## GOAL OF THE EXERCISE
In the newsletter issue on Google's Gems, rewrite the passage starting with "[image created with" and going on through "doesn't, and why.", replacing "newsletter" with "bulletin".

## DOCUMENT EXTRACT
== Segment start ==

Google's Custom GPTs (Gems) are Here
Are they better? Yes and no. Plus, how I saved a prof 100s of hours.
[image created with Dall-E 3 via ChatGPT Plus]
Welcome to AutomatED: the newsletter on how to teach better with tech.
Each week, I share what I have learned — and am learning — about AI and tech in the university classroom. What works, what doesn't, and why.
In this week’s piece, I discuss the big news from Google: Gems, their response to OpenAI’s custom GPTs.
Table of Contents
📢 Quick Hits:
AI News and Links
1. Google has rolled out "Gems," which are customizable AI chatbots based on Gemini that are analogous to OpenAI’s custom GPTs — they are large language models (LLMs) that are enhanced with specific “instructions” to tailor their responses to particular tasks or contexts. Below, I explain how they work, compare/contrast them with custom GPTs and Claude’s Projects, and discuss how they are better (and worse) than the competition. (To use Gems with a personal Google Account, you must be a Gemini Advanced user, which is $20/month with the first month free. To use Gems with a work or school Google Account, you must have a Gemini Enterprise, Gemini Business, or Gemini Education add-on.)
2. Google has launched new Gemini features to “help students study smarter,” including access via Gemini to OpenStax textbook content, interactive step-by-step quizzes, and the ability to upload and analyze course materials (“you can upload up to 10 documents at a time — like a class syllabus or your notes — and ask Gemini to explain the content or create a custom study guide. Gemini will dive deep into your materials to break down key concepts, provide practice questions based on your course materials and more”). They've also introduced a premade Learning Coach "Gem" for personalized study guidance. They note that “school administrators who manage Google Workspace for Education in their schools can turn access to Gemini on or off for educators and students 18 years and older.”
3. Anthropic has made Artifacts generally available for all Claude.ai users across Free, Pro, and Team plans. Artifacts provide a dedicated window to view and iterate on work created with Claude, enabling users to create everything from code snippets to interactive dashboards. Team plan users can share Artifacts in Projects for secure collaboration, while Free and Pro users can publish and remix Artifacts with the broader community. As I have discussed previously, Artifacts are great for training students to use AI (the subject of this week’s AutomatED webinar).
4. Researchers tested how well humans and AI models could distinguish between human and AI-generated responses in Turing test transcripts. They found that both displaced human judges and AI judges (GPT-3.5 and GPT-4) performed worse than chance at identifying AI responses, with accuracy below 50%. Even more strikingly, all three types of judges rated the best-performing GPT-4 "witness" as human more often than actual human witnesses.

== Segment end ==

Data entries:
== Segment start ==

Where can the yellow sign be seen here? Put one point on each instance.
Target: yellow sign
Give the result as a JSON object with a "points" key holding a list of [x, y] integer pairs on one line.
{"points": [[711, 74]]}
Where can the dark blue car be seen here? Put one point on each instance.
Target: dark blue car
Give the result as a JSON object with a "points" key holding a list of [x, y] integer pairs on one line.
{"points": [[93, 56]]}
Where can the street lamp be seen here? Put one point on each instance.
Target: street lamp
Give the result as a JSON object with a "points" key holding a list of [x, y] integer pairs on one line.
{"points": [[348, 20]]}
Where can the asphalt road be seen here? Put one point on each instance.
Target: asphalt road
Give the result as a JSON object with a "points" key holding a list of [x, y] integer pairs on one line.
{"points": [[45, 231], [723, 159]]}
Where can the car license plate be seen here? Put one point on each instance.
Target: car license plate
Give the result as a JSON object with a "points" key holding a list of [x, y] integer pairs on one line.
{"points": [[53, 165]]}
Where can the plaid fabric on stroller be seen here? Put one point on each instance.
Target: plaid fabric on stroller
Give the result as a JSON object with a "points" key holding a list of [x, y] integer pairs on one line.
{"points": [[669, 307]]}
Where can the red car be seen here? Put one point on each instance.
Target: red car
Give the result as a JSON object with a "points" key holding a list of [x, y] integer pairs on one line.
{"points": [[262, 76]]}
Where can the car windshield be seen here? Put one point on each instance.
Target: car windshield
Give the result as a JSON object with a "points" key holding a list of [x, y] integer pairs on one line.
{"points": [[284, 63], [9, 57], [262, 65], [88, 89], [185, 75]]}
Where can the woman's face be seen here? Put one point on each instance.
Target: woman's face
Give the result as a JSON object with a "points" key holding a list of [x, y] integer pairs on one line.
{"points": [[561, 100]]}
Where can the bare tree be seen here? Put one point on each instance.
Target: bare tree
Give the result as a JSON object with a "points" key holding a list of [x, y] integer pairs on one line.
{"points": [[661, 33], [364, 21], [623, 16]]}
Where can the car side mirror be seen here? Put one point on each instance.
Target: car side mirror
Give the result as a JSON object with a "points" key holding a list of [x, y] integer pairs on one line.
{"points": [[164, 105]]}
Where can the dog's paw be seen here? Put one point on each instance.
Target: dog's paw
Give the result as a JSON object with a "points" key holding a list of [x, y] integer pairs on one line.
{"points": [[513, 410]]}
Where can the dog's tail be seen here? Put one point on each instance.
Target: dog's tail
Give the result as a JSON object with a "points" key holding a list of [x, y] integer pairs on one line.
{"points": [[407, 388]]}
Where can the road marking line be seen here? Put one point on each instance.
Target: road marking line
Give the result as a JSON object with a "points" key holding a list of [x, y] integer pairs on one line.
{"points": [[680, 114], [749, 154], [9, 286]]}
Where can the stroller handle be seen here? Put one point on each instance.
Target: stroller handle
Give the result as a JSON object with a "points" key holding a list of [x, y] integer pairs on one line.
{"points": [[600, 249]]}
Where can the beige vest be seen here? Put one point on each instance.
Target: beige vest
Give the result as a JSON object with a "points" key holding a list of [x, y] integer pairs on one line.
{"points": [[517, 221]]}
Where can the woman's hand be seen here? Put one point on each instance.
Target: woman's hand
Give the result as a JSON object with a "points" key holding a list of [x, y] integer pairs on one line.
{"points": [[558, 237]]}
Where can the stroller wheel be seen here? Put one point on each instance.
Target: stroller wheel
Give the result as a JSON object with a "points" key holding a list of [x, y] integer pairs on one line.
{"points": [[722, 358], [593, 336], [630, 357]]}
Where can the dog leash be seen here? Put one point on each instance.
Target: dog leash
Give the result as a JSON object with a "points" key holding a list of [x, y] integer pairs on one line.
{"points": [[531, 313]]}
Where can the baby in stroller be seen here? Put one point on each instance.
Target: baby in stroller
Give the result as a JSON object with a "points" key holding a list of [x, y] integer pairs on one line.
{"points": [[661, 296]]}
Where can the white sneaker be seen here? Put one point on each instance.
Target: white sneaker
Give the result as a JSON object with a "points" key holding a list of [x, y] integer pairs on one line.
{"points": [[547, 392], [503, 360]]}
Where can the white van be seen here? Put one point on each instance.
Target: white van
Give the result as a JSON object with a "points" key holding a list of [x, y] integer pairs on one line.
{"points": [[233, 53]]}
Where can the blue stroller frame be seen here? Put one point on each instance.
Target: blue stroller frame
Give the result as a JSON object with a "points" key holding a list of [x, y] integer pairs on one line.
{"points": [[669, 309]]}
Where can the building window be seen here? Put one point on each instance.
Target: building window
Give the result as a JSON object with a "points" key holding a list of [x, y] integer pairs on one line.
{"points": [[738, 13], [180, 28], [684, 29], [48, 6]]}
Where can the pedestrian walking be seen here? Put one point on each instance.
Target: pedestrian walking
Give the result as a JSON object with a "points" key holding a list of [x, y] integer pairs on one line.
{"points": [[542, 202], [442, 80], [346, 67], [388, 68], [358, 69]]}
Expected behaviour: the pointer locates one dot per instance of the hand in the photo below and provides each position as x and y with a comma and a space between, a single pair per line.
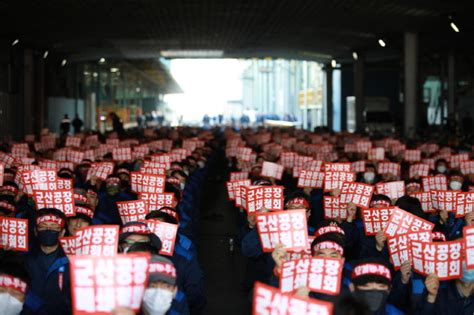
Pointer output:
122, 311
279, 255
432, 286
380, 239
302, 292
351, 212
405, 270
469, 219
443, 216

== Segment end ==

## RESULT OF THIS TASK
[image created with Dall-E 3 via ChatGPT Plus]
Welcome to AutomatED: the bulletin on how to teach better with tech.
Each week, I share what I have learned — and am learning — about AI and tech in the university classroom. What works, what doesn't, and why.